→ **Work instructions**
Set down, exactly as written, every line from the one containing "the ant thorax" through the end of the listing.

----

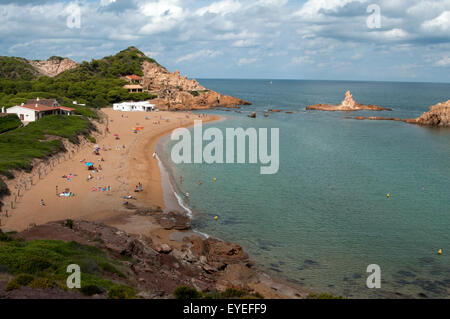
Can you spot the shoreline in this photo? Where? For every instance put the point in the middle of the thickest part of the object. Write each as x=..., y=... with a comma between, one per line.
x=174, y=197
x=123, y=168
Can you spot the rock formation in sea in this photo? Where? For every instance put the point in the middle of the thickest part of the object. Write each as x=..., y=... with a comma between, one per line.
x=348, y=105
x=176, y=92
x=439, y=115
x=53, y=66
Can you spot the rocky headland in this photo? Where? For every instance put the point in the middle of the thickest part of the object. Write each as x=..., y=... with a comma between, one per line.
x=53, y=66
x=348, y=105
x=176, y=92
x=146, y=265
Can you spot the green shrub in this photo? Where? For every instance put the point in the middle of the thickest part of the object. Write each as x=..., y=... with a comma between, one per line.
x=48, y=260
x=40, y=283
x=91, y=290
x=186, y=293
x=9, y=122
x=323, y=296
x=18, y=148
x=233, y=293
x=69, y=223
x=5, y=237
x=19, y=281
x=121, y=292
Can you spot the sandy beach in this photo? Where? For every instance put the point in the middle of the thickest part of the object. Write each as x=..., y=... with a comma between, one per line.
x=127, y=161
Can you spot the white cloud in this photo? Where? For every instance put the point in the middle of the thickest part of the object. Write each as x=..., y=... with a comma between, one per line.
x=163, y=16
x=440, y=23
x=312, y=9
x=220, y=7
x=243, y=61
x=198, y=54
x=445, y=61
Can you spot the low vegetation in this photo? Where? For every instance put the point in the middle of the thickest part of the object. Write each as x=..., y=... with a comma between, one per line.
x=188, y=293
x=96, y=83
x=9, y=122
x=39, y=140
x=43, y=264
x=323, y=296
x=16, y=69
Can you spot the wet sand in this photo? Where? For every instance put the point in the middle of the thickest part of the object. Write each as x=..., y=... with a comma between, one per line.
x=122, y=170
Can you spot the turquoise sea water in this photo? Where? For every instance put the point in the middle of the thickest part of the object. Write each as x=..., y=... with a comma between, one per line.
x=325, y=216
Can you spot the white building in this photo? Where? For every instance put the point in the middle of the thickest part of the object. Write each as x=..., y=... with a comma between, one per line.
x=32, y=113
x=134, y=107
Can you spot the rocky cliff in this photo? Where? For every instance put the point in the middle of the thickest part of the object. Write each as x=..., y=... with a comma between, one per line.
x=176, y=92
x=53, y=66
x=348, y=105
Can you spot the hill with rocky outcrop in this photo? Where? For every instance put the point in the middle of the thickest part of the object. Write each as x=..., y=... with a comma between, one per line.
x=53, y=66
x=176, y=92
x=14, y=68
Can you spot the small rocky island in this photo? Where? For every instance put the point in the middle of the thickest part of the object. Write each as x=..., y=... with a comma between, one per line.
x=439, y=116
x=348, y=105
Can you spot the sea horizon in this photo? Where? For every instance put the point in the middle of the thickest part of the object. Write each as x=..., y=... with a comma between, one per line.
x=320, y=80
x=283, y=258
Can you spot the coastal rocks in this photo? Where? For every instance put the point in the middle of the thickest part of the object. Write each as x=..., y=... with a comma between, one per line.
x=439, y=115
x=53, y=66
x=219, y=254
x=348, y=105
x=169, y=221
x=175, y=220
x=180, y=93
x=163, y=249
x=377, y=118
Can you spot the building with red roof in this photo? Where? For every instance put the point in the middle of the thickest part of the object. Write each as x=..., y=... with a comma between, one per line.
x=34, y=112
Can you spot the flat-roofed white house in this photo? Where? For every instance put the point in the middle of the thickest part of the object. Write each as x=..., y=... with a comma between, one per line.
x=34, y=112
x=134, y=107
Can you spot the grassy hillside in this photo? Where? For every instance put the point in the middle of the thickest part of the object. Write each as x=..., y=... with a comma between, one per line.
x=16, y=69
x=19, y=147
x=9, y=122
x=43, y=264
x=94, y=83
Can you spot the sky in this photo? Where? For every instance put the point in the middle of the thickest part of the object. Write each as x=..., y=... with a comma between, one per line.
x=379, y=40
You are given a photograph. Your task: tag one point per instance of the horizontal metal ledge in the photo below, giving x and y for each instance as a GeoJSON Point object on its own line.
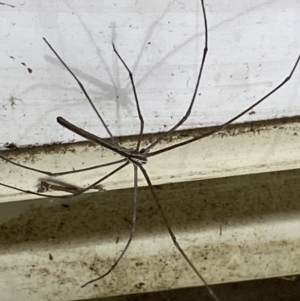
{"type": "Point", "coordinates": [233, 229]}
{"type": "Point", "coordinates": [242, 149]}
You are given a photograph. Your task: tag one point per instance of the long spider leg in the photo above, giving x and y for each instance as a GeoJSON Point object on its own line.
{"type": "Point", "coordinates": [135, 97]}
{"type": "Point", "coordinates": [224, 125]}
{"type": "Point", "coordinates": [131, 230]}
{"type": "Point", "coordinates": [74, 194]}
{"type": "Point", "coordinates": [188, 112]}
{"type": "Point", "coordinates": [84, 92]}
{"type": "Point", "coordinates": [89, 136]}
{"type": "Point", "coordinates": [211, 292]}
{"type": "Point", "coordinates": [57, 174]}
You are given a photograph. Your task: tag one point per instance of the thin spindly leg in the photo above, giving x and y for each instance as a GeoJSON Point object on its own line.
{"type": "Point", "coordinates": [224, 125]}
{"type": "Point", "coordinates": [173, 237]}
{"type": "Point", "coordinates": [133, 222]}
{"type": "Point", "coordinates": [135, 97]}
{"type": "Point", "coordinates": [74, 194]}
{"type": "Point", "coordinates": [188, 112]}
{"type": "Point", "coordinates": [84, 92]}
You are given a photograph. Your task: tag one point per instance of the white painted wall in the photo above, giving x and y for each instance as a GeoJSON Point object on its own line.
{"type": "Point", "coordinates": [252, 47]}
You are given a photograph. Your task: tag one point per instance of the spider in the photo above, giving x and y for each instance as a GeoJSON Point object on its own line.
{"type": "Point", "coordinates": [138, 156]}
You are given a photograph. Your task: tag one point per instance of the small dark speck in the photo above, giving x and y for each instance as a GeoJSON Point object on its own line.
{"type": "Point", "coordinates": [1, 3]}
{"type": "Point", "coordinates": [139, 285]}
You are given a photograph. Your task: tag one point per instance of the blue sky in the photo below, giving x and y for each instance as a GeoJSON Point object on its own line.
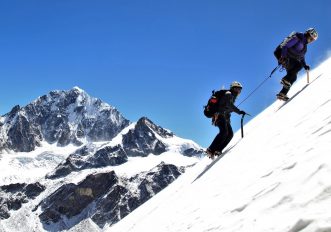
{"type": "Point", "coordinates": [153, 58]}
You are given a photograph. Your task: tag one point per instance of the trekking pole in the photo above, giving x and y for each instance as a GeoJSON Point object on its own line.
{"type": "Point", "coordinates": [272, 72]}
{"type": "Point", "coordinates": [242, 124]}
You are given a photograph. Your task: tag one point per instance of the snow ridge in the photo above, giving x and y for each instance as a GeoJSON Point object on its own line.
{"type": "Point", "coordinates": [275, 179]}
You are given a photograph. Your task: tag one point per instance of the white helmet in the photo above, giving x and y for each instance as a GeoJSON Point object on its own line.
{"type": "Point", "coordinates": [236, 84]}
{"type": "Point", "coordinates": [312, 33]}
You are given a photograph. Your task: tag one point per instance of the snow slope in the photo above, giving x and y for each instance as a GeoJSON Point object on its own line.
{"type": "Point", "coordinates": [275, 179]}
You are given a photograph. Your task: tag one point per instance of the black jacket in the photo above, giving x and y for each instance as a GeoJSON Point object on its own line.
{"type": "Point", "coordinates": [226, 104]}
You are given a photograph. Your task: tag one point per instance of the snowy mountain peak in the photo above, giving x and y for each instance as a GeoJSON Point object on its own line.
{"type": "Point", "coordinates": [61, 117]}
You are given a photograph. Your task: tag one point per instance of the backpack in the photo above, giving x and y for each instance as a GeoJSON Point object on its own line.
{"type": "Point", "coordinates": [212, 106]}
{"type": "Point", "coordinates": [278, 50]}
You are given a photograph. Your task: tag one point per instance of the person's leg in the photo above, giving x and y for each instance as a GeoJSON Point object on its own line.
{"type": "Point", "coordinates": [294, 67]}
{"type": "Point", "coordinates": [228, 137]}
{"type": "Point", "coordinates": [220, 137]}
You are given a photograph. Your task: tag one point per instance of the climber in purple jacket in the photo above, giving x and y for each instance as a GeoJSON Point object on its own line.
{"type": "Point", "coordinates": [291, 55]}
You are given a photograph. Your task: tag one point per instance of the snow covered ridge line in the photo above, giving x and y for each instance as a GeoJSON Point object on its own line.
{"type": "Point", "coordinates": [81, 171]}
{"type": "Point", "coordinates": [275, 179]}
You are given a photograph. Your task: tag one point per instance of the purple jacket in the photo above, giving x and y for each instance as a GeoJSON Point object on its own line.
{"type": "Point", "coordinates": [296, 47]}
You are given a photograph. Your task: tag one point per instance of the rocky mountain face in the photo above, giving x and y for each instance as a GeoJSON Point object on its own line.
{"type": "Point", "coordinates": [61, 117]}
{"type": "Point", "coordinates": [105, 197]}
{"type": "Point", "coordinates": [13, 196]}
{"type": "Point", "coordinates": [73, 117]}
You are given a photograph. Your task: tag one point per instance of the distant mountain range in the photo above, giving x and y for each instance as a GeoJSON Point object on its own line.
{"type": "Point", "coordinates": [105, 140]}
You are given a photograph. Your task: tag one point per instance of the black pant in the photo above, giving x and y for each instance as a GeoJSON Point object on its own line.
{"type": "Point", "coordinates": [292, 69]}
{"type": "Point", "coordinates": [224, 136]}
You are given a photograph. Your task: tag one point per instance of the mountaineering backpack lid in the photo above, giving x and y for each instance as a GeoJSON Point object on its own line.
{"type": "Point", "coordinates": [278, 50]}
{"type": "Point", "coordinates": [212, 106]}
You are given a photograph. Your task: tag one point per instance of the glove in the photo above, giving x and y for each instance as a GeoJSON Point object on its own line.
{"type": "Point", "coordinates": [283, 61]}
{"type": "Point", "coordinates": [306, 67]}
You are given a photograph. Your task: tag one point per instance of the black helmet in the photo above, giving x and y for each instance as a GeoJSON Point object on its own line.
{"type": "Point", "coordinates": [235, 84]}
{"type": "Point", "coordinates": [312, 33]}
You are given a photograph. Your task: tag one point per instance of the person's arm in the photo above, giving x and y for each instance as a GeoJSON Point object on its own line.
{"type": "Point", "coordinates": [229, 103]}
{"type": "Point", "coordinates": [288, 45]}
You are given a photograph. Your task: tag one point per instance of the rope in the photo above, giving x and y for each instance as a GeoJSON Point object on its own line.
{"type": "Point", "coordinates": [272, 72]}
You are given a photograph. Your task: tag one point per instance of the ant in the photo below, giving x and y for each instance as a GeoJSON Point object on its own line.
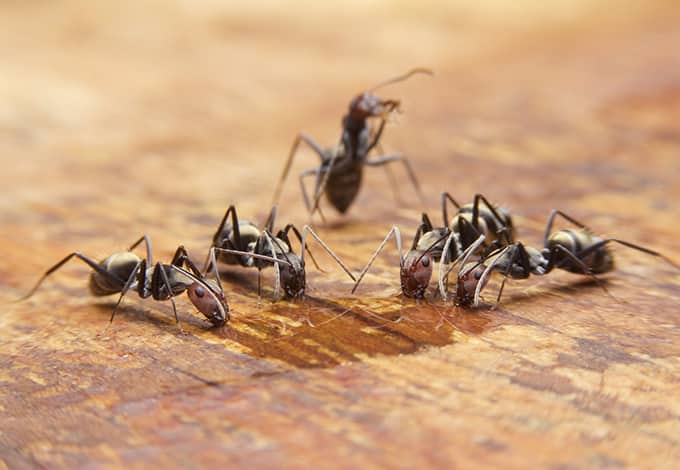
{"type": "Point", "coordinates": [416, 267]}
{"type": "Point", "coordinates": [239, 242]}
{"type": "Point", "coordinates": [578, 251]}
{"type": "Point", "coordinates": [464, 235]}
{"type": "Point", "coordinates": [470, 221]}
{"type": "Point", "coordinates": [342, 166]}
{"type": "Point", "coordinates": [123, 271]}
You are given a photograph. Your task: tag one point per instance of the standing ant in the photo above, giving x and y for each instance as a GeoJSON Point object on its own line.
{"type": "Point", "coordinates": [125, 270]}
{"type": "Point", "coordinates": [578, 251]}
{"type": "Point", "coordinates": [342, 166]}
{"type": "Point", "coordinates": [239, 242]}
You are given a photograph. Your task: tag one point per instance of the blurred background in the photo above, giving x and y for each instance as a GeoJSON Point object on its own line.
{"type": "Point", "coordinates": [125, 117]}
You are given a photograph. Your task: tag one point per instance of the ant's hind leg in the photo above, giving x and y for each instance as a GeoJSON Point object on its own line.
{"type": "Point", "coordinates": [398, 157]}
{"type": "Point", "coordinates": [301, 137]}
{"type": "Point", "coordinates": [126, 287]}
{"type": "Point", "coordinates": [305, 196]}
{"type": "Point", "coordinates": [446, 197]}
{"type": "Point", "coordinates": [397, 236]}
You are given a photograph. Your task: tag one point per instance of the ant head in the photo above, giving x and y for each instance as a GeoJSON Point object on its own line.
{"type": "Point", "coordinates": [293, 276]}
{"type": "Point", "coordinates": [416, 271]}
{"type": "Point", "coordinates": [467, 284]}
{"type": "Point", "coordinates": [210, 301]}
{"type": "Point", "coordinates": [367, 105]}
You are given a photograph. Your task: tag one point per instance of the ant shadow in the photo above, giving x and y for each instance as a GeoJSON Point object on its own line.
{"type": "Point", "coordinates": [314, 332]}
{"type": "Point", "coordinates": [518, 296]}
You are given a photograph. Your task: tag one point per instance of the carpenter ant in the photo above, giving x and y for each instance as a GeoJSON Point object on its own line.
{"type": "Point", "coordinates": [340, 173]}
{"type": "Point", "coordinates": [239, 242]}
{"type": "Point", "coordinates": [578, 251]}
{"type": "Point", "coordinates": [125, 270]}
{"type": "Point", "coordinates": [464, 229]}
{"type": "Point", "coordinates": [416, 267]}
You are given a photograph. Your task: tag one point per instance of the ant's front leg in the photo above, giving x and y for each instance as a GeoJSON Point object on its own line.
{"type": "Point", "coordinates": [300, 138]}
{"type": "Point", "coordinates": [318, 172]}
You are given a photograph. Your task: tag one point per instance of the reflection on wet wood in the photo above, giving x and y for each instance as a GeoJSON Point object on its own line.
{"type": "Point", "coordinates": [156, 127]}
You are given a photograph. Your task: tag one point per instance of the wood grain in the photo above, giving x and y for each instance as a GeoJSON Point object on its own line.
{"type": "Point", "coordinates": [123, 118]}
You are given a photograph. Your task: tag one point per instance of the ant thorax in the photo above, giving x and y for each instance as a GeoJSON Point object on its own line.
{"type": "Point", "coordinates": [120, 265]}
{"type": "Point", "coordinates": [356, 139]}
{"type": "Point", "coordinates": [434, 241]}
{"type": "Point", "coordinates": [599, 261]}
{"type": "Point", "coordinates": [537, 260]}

----

→ **Response area**
You are given a photograph. Your task: tag one point per instance of the ant thorax in the photo above, giving x and y for each instance as a GeoJSON Point object on its own line.
{"type": "Point", "coordinates": [120, 265]}
{"type": "Point", "coordinates": [356, 139]}
{"type": "Point", "coordinates": [434, 241]}
{"type": "Point", "coordinates": [599, 261]}
{"type": "Point", "coordinates": [537, 260]}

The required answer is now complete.